Extracted text
· · · · ·
Shortly after COVID-19 sidelined plans for this year’s Mardi Gras parades in New Orleans, a grassroots effort to reinvent the city’s time-honored tradition began to take shape: the house float. Hatched to employ hundreds of out-of-work artists who rely on the steady income of Mardi Gras season, the project initially transformed 11 homes into stationary floats festooned for Carnival. Then, almost overnight, the project took on a life of its own, galvanizing homeowners by the thousands to convert the stately mansions and shotgun houses of New Orleans into ephemeral works of art.

Mardi Gras house float
Photo courtesy of Laura Steeg.

For the world, the images of Mardi Gras 2021 were a proverbial shot in the arm and a reminder of human resilience. But for Laura Steeg, program assistant for UMD’s Historic Preservation and Real Estate Development Programs, it was an invitation: to allow the comfort she always found in her adopted home of New Orleans ferry her through an especially sorrowful year, capped by the unexpected death of her father in January.

“It was amazing and beautiful for me to see that the built environment could have an effect on my emotional state,” says Steeg, who last week, took extensive COVID precautions and drove the 1,200 miles to New Orleans to see the house floats up-close. “It was very healing and very joyous and I don’t know if I could have gotten it another way.”
· · · · ·
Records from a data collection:
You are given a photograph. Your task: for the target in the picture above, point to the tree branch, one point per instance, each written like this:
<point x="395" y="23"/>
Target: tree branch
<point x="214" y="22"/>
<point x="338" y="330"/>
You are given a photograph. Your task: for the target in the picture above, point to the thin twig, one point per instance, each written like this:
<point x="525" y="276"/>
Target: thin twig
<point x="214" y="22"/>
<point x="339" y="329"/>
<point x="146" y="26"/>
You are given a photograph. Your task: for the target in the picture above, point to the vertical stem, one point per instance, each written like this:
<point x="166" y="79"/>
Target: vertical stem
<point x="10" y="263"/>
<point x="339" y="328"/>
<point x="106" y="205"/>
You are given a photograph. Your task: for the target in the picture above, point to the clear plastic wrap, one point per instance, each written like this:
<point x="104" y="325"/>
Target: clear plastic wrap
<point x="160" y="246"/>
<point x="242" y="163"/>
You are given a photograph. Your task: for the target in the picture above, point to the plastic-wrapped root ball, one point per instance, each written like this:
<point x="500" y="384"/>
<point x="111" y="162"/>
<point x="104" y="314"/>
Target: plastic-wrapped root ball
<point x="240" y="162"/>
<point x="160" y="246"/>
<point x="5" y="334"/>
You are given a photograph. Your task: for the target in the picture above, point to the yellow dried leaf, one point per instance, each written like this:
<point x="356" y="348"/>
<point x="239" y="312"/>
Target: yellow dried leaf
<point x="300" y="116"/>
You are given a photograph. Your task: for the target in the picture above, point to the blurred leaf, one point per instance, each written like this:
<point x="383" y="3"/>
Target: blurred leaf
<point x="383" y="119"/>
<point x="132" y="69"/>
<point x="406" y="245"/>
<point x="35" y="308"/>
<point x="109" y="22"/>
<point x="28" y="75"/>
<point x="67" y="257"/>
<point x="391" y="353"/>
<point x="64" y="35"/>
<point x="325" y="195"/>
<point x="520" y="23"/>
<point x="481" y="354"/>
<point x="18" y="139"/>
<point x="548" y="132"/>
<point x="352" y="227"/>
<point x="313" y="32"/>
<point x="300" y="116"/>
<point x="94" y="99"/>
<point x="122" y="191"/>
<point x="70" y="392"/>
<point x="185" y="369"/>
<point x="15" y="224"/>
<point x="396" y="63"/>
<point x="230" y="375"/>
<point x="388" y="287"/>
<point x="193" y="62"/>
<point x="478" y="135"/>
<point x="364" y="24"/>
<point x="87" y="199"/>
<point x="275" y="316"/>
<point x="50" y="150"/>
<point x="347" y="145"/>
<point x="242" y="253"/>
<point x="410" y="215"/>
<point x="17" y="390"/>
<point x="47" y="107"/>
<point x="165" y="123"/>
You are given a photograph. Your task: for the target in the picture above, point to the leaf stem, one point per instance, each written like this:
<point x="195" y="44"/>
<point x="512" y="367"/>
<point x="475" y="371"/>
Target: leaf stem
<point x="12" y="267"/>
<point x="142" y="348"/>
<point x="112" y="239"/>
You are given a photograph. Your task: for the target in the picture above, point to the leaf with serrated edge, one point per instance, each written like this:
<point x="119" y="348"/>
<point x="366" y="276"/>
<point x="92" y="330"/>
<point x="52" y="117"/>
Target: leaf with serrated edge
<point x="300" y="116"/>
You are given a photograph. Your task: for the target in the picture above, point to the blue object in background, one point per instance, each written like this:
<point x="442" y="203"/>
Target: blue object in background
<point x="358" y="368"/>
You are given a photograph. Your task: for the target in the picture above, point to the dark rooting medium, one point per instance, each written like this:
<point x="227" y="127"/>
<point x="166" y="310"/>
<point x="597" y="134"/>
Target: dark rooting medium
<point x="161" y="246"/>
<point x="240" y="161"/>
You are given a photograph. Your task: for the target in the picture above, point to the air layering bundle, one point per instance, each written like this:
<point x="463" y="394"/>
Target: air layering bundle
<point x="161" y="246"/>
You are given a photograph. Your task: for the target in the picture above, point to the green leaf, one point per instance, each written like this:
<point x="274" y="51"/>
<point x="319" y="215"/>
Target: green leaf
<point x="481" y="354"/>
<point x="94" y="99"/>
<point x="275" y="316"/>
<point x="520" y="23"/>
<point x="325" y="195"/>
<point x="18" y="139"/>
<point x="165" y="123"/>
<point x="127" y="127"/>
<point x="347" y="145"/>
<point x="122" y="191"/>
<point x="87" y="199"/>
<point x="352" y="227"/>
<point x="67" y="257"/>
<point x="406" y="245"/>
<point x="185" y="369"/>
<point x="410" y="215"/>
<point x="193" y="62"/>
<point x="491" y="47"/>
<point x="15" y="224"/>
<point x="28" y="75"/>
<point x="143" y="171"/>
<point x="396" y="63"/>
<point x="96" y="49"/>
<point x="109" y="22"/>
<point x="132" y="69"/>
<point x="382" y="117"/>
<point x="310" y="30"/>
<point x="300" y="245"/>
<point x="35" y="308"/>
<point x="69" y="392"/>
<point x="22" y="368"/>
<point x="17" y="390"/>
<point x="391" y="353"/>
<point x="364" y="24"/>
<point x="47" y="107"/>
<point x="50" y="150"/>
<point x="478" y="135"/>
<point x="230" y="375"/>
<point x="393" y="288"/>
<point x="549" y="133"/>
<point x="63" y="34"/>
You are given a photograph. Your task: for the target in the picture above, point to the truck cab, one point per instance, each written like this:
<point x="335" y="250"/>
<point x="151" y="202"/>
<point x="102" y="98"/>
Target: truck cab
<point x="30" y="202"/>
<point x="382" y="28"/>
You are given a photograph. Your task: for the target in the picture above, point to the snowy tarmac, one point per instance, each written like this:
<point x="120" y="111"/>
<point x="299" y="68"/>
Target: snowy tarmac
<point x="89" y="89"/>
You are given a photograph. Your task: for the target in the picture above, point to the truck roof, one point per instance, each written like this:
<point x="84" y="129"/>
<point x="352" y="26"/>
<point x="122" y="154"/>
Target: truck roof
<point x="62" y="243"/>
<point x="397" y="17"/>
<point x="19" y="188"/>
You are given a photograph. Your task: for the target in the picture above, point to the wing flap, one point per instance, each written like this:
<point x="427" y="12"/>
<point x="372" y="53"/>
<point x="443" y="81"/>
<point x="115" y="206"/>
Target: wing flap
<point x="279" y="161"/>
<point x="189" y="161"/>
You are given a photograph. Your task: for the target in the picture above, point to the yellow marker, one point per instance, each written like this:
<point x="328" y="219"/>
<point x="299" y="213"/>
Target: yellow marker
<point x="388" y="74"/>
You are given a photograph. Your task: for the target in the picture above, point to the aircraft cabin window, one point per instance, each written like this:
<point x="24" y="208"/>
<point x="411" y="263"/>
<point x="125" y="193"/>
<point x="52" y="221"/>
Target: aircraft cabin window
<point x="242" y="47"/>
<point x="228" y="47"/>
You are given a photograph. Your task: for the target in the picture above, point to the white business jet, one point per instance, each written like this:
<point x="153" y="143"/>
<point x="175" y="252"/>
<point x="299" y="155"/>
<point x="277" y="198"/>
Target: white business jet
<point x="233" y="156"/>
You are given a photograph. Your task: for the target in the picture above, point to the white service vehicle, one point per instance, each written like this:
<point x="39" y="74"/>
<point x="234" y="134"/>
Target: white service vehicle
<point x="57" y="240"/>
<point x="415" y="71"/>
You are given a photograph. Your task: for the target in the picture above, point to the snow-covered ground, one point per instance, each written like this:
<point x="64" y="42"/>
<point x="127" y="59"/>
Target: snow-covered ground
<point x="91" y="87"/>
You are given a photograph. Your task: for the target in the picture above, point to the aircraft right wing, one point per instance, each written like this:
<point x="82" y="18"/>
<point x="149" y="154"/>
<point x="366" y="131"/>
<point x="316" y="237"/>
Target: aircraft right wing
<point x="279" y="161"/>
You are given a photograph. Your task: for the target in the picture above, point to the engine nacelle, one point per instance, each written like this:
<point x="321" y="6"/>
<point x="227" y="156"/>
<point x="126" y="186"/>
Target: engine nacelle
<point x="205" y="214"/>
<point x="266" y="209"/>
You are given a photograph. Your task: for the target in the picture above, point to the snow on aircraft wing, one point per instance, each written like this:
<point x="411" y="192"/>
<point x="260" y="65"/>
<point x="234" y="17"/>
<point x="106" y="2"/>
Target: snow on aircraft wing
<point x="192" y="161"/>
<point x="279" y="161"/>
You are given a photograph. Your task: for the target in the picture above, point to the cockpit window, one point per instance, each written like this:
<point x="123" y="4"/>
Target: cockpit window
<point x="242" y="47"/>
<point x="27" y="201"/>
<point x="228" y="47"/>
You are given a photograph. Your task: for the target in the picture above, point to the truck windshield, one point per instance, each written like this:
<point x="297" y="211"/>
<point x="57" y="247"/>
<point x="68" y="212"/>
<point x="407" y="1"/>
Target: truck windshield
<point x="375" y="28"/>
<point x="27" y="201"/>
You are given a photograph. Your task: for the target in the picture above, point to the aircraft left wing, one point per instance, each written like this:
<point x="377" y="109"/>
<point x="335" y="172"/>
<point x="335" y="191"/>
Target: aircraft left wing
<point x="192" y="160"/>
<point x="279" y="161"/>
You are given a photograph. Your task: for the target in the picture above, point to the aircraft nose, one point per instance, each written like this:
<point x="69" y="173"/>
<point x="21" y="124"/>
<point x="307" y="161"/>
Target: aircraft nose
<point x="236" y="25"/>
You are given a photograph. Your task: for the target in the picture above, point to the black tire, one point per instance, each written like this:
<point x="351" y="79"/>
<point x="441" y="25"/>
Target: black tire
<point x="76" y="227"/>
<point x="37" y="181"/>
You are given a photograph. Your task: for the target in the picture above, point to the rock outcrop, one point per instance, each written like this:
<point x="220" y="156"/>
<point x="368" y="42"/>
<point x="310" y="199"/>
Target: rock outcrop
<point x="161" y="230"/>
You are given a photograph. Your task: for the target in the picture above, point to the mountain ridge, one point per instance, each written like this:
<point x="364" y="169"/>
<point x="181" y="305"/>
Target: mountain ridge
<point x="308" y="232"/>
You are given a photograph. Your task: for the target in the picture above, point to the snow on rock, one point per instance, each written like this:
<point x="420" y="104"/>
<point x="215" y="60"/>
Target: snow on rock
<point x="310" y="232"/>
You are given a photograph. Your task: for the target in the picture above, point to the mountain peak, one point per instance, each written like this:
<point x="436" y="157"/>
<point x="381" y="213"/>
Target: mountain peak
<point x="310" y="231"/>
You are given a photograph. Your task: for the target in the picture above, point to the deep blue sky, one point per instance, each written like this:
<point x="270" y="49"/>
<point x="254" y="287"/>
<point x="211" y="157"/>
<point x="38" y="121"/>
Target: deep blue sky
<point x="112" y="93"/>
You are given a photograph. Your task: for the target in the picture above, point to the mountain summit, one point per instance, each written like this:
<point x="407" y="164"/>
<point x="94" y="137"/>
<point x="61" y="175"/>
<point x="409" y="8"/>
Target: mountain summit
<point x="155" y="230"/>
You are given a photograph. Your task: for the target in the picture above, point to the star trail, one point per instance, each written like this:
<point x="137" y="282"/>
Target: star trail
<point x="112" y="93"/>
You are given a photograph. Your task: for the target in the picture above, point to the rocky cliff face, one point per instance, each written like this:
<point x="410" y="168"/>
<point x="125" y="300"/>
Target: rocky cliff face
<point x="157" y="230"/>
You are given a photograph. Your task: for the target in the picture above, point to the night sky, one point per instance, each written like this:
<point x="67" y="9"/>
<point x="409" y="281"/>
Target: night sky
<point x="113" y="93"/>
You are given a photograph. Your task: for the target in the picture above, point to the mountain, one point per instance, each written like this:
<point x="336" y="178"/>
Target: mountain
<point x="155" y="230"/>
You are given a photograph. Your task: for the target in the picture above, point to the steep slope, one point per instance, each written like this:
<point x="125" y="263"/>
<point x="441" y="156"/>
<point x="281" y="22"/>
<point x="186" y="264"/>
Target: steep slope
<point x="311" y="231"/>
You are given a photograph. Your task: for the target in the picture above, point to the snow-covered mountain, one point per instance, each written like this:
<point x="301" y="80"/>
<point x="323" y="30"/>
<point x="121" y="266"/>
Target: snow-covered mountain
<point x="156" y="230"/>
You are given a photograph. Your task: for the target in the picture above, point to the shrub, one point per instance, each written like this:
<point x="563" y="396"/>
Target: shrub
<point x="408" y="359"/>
· · · · ·
What needs to be done
Using the piece on New Orleans house floats above, explain in one to three sentences why the house float project was started.

Expected answer
The project was started to give work to hundreds of out-of-work artists after COVID-19 sidelined plans for that year's Mardi Gras parades. These artists rely on the steady income that the Mardi Gras season brings.